Stored dataset items:
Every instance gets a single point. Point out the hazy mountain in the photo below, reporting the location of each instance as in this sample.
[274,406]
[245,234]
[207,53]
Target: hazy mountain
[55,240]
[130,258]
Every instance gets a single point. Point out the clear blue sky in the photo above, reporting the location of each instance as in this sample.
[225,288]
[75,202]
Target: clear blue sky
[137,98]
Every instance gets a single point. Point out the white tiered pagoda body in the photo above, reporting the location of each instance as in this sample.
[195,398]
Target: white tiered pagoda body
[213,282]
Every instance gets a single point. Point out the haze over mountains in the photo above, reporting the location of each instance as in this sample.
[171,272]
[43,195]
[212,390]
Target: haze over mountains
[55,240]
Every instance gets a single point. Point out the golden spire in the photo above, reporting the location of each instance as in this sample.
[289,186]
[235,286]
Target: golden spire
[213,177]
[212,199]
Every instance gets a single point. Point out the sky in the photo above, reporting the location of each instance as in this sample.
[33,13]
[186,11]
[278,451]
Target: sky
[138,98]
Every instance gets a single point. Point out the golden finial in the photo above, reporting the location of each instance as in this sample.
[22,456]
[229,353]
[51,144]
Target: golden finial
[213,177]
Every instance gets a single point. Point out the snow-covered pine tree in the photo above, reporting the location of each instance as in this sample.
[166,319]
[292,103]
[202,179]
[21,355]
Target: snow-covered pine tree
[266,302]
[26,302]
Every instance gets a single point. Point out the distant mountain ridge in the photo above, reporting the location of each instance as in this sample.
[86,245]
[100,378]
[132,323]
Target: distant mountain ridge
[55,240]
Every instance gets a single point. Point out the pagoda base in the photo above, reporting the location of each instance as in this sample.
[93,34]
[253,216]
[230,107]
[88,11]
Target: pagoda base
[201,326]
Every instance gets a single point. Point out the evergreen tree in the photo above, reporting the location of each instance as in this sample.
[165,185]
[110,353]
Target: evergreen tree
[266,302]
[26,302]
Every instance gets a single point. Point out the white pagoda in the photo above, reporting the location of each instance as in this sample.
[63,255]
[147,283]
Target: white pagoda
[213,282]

WORK TO COMPLETE: Copy every row above verbatim, keeping the original order.

WRITTEN RESPONSE:
Every instance gets a single point. Point out the hazy mountain in the photo below, reporting the location of each instance as in this sample.
[274,406]
[245,234]
[207,53]
Target: hazy mountain
[55,240]
[130,258]
Every instance gets a single point. Point out the clear blue sky in the photo above, reporting the location of each instance as in this sample.
[225,288]
[75,202]
Target: clear blue sky
[137,98]
Every instance gets a single point. Point out the white tiered pagoda body in the photo above, reporting the location of each instance as in this sample.
[195,398]
Target: white tiered pagoda body
[213,282]
Every instance gets a single point. Point out the haze over mountains in the photo above, reporting the location of each instance as in this sample.
[171,272]
[43,195]
[212,390]
Target: haze over mountains
[55,240]
Every instance gets a single point. Point out the golden spire in the photo above, reporting the location of each instance as in this sample.
[289,186]
[235,286]
Target: golden spire
[213,177]
[212,199]
Every instance gets a single point. Point out the sky in the photo above, reporting the location of each instance as in this sample.
[33,13]
[186,11]
[278,451]
Target: sky
[138,98]
Every instance gets a single point. Point out the golden finial in the photo above, reporting the location of each instance as in this sample.
[22,456]
[229,353]
[51,144]
Target: golden finial
[213,177]
Every instance gets a single point. Point out the snow-covered pine tree in the photo above, reporting the location of each instance as in this sample.
[166,319]
[292,103]
[202,179]
[21,355]
Target: snow-covered pine tree
[266,302]
[26,302]
Every instance gets a single point. Point out the distant mountain ridge in the photo above, reporting the location of each instance as in this sample.
[86,245]
[100,378]
[132,323]
Target: distant mountain ridge
[55,240]
Every instance gets a single point. Point out the pagoda base in the photo above, reporting the location of each instance as in this sample.
[93,34]
[253,216]
[230,107]
[88,11]
Target: pagoda base
[201,326]
Every instance gets a single point. Point out the evergreen tree in the photo above, reporting the location of each instance as in this sample.
[165,185]
[110,353]
Target: evergreen tree
[266,302]
[26,302]
Every instance gets a single point. Point out the white pagoda in the photo above, reporting the location of each instance as in this sample.
[63,255]
[147,283]
Target: white pagoda
[213,282]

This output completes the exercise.